[Tekst ter beoordeling]
Zowel tegen de eerste beslissing tot toepassing van a-dwangbehandeling (van 8 april 2014) als tegen de beslissing tot verlenging van de a-dwangbehandeling (van 31 juli 2014) heeft klager (beklag en) beroep ingesteld. De beroepscommissie heeft in haar
uitspraken RSJ 2 juli 2014, 14/1196/TA en 14/1256/TA en RSJ 9 juli 2015, 15/739/TA beslist dat het hoofd van de inrichting in redelijkheid kon beslissen tot toepassing van a-dwangbehandeling ten aanzien van klager omdat aannemelijk is dat klager lijdt
aan een psychotische stoornis, dat klager vanuit die stoornis gevaar veroorzaakt en dat zonder een geneeskundige behandeling het gevaar dat de stoornis van de geestvermogens klager doet veroorzaken niet binnen een redelijke termijn kan worden
weggenomen.

Vast staat dat op 2 oktober 2014 op verzoek van klager is gestopt met de a-dwangbehandeling. De inrichting heeft te kennen gegeven dat klager een laatste kans heeft gekregen om aan te tonen dat hij zonder medicatie kan functioneren.

Uit de verklaringen van de behandeld psychiater (H.) en de onafhankelijk psychiater (K.) komt het volgende naar voren. Klager is gediagnosticeerd met een psychotische stoornis NAO, waarbij ziektebesef en motivatie voor behandeling totaal ontbreken. Het
afgelopen jaar is veel moeite gedaan, in de vorm van motiverende gesprekken, psycho-educatie en het betrekken van klagers familie bij de behandeling, om klager te bewegen tot vrijwillige medicatie-inname. Echter, klager weigert nog steeds medicatie.
Daardoor is hij verder aan het afglijden. Klager maakte nauwelijks contact meer en maakte stereotype bewegingen (katatonie). Hij kon zich grimmig en dreigend opstellen en leek akoestische hallucinaties te horen. Vanwege zijn katatone toestand moest
klager gesepareerd worden. Inname van antipsychotische medicatie is de enige manier om klagers psychose doelmatig te verminderen. Zolang hij psychotisch blijft is hij op langdurige dwangverpleging aangewezen, omdat er een groot risico op recidive
bestaat. Gezien zijn voorgeschiedenis is a-dwangbehandeling aangewezen.
[/Tekst ter beoordeling]
[Gegevensitems]
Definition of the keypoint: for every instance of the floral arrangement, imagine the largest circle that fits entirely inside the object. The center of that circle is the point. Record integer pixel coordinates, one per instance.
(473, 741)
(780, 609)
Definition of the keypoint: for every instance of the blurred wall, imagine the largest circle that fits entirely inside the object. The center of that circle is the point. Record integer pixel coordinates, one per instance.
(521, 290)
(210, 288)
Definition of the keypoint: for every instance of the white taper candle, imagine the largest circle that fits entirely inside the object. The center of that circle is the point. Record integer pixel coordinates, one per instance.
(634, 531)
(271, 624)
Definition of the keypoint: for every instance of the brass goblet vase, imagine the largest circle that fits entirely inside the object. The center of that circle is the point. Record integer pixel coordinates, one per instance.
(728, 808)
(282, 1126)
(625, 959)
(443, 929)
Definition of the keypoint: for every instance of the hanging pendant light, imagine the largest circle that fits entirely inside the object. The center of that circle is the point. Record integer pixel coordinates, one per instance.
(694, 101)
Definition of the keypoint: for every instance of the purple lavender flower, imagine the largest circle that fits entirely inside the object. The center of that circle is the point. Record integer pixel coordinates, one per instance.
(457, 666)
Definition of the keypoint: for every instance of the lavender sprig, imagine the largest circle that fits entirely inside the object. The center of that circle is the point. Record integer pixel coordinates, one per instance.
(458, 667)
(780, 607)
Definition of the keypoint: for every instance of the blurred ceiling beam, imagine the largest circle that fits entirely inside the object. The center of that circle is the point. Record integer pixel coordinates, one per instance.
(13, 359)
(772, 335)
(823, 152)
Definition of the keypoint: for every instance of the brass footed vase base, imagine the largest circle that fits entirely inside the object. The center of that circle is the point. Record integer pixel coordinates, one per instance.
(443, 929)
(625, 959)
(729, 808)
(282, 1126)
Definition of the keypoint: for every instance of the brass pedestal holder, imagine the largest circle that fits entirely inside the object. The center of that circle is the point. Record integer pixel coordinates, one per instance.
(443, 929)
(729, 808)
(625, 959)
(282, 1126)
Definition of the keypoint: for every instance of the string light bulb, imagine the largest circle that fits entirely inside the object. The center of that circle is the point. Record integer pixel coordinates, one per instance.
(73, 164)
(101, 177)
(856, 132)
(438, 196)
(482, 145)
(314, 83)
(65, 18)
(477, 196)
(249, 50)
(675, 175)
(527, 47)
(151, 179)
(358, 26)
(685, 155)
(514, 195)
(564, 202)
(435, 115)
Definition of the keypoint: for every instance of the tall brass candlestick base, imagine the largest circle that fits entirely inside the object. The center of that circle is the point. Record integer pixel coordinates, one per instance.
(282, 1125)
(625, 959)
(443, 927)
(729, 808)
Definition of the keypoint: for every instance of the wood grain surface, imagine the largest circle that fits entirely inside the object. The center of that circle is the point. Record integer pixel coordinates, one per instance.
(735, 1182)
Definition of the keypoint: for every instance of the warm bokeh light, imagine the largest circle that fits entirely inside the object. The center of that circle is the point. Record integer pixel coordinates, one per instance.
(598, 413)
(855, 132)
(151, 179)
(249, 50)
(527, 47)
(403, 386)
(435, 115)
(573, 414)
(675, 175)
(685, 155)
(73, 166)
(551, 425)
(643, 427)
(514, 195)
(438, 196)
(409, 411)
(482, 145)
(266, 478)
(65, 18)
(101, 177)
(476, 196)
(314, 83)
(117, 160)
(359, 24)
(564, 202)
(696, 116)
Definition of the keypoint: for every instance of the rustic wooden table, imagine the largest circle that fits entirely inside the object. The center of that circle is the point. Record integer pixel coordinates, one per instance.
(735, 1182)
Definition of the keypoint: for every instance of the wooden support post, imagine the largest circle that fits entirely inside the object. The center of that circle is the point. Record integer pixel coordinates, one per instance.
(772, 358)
[/Gegevensitems]
**Opdrachten**
a) Wijzig in de tekst over de dwangbehandeling "gesepareerd" in "afgezonderd". Geef het gedeelte opnieuw weer dat begint bij de woorden "Daardoor is hij" en eindigt na "is a-dwangbehandeling aangewezen.".
b) Schrijf de tekst over de dwangbehandeling verder vanaf de laatste zin.

**Antwoorden**
a)
Daardoor is hij verder aan het afglijden. Klager maakte nauwelijks contact meer en maakte stereotype bewegingen (katatonie). Hij kon zich grimmig en dreigend opstellen en leek akoestische hallucinaties te horen. Vanwege zijn katatone toestand moest
klager afgezonderd worden. Inname van antipsychotische medicatie is de enige manier om klagers psychose doelmatig te verminderen. Zolang hij psychotisch blijft is hij op langdurige dwangverpleging aangewezen, omdat er een groot risico op recidive
bestaat. Gezien zijn voorgeschiedenis is a-dwangbehandeling aangewezen.

b)
Uit de toelichting van de inrichting van 15 mei 2015 blijkt het volgende. In toenemende mate is sprake van zelfverwaarlozing en paranoia, waardoor een gevaar is ontstaan voor klagers gezondheid en veiligheid. Daarnaast roept klager met zijn dreigende
en
agressieve gedrag jegens anderen gevaar over zichzelf af. Op 13 april 2015 is hij vanwege zijn oninvoelbare, gespannen gedrag en katatone toestandsbeeld gesepareerd. Op 17 april 2015 is hij afgezonderd. Klager kan zich enkel staande houden onder
intensieve begeleiding.
Na toediening van het tweede medicatiedepot (op 8 mei 2015) is een gestage vooruitgang in klagers gedrag zichtbaar.

Op grond van het vorenstaande is aannemelijk geworden dat in de periode van oktober 2014 tot half april 2015 – waarin klager geen medicatie innam, omdat hij de kans kreeg te laten zien dat hij geen medicatie nodig heeft – sprake was van geleidelijk
psychotisch afglijden. Gelet hierop en op klagers voorgeschiedenis (hij heeft zijn indexdelict gepleegd tijdens een psychose) acht de beroepscommissie aannemelijk geworden dat klager een psychotische stoornis heeft, dat klager vanuit die stoornis
gevaar
voor zichzelf en anderen veroorzaakt en dat, zonder een geneeskundige behandeling, het gevaar dat de stoornis van zijn geestvermogens klager doet veroorzaken niet binnen een redelijke termijn kan worden weggenomen. Voor de beroepscommissie is voldoende
aannemelijk dat de gekozen dwangbehandeling voldoet aan de eisen van proportionaliteit, subsidiariteit en doelmatigheid. De beslissing van de het hoofd van de inrichting om bij klager een dwangbehandeling als bedoeld in artikel 16b, aanhef en onder a,
van de Bvt toe te passen kan gezien het vorenstaande niet worden aangemerkt als onredelijk of onbillijk. Het beroep zal dan ook ongegrond worden verklaard.

4. De uitspraak
De beroepscommissie verklaart het beroep ongegrond.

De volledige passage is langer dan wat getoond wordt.